--- Your instructions ---
Convert the material below, from the line containing "like [708, 46]." through the end, into a JSON list of strings with one string per line and no blank lines. Include only those lines.

--- Records to use ---
------------------------------------------------
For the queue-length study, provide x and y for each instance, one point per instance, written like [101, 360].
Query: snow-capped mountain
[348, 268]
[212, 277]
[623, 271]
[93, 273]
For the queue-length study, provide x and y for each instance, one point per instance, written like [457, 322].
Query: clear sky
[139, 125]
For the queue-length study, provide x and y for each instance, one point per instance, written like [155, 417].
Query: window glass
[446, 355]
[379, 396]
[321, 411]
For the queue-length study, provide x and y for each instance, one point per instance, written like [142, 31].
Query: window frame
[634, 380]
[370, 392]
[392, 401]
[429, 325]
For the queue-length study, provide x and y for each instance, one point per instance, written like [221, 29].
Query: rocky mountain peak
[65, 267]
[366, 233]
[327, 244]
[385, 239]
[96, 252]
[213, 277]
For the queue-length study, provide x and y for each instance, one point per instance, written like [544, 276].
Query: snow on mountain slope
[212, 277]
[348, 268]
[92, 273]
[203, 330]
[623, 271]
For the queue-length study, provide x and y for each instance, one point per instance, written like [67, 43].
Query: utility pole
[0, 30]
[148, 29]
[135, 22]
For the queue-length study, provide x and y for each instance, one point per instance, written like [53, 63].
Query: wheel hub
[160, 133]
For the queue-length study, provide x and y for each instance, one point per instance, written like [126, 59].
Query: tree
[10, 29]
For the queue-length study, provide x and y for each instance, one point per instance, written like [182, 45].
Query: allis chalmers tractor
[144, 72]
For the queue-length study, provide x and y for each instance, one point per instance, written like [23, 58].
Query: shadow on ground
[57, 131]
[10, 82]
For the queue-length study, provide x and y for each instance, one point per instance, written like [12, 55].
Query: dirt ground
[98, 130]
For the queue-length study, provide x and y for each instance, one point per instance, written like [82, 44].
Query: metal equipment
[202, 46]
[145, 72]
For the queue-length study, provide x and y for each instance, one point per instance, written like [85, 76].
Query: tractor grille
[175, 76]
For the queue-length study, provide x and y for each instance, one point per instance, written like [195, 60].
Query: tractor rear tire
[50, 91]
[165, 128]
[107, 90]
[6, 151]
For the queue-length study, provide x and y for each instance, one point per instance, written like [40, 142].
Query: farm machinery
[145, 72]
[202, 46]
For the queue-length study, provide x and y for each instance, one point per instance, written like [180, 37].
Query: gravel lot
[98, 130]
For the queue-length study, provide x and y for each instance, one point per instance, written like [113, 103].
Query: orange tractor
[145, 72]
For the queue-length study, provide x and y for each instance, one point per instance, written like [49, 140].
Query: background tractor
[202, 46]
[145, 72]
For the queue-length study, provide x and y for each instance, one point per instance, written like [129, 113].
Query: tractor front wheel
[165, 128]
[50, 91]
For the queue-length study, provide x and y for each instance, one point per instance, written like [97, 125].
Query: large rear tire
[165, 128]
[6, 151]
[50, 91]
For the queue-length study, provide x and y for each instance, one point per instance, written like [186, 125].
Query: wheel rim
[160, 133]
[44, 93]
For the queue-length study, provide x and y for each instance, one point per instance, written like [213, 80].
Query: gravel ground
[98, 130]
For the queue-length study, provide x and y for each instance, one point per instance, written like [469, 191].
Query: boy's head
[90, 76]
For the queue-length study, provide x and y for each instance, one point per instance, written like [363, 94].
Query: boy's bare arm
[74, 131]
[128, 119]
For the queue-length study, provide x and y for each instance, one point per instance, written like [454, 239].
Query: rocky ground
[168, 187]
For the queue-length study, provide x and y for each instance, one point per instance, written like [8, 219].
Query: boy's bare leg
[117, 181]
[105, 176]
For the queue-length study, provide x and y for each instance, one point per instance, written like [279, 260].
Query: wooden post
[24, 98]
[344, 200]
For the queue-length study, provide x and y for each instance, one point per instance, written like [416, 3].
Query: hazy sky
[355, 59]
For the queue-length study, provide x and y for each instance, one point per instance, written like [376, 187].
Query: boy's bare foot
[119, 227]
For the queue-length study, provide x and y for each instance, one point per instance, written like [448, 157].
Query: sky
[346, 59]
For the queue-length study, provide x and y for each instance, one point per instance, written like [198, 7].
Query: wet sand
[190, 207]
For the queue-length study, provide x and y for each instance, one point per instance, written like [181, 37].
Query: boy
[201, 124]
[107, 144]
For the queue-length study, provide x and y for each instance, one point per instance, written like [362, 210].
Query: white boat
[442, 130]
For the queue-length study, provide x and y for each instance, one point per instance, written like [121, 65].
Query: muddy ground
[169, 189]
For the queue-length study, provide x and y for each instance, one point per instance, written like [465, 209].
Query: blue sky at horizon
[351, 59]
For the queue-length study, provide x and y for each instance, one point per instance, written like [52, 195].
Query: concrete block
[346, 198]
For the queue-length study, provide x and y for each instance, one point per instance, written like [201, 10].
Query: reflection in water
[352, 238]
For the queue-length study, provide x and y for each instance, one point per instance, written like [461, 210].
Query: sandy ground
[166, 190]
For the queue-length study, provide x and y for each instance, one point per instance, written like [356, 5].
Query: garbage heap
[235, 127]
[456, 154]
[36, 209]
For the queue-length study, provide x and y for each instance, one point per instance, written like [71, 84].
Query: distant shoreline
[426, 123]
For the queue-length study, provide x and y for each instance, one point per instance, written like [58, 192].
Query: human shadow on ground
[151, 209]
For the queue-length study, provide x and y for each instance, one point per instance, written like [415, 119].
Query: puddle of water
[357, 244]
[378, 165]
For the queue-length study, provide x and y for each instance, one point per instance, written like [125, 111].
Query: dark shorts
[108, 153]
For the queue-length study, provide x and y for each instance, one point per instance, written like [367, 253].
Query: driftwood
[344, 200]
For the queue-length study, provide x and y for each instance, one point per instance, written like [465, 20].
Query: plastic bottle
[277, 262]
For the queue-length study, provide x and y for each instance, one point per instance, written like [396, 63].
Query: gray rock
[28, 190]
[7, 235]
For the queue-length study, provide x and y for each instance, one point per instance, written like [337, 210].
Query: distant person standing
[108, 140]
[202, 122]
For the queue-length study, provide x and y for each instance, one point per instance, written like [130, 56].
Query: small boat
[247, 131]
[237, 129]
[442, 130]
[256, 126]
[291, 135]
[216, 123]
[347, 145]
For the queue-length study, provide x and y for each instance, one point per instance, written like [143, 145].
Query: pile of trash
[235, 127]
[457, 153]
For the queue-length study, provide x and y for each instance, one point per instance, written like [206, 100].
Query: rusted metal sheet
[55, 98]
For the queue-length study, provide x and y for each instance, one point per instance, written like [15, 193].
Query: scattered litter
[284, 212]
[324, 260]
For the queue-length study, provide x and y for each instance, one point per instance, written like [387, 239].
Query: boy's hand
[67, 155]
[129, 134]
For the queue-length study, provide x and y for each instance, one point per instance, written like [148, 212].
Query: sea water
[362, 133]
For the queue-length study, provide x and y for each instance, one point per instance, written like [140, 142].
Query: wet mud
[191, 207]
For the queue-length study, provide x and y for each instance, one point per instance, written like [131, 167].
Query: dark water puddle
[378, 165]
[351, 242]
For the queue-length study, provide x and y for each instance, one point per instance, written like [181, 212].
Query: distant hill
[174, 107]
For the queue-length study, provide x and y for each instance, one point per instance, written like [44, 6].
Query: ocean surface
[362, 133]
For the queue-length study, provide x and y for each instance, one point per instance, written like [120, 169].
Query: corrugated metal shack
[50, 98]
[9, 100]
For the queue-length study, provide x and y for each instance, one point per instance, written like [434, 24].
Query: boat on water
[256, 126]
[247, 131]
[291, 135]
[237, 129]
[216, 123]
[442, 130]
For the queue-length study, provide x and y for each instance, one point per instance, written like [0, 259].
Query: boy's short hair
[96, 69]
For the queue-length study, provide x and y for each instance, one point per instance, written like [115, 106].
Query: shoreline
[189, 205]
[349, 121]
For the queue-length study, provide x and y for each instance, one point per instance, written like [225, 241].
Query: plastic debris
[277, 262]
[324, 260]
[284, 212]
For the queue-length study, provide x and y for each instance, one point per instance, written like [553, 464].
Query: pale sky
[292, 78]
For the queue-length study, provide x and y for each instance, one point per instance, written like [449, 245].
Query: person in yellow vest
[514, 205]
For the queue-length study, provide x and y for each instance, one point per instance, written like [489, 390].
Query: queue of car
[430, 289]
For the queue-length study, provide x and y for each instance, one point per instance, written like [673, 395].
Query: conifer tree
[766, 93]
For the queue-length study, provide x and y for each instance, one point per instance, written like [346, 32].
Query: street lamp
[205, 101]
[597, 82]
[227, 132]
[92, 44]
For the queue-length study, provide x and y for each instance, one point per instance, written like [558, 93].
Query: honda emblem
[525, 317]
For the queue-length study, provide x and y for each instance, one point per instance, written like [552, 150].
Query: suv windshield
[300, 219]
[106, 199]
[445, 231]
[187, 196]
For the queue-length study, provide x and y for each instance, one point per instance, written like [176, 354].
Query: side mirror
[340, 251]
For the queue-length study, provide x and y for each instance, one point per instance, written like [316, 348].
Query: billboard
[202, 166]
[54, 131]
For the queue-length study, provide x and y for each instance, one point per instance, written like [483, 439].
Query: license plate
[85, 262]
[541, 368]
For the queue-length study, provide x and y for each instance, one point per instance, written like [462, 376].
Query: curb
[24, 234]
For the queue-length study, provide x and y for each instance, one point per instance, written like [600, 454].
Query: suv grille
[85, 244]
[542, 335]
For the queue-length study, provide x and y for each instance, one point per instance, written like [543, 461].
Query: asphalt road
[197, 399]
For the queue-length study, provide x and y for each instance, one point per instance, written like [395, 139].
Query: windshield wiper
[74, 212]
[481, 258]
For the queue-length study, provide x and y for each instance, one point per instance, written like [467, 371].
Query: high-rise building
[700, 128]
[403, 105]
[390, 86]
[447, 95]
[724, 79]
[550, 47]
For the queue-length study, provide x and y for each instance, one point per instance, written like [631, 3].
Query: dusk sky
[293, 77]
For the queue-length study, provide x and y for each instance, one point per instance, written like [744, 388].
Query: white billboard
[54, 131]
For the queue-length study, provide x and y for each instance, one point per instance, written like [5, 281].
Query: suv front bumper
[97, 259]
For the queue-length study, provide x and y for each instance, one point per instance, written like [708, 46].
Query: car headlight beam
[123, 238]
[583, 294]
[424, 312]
------------------------------------------------
--- Expected output ---
[
  "For the queue-length study, provide x and y for each instance, one point per instance, written like [708, 46].",
  "Query: car headlight beam",
  "[123, 238]",
  "[583, 294]",
  "[424, 312]"
]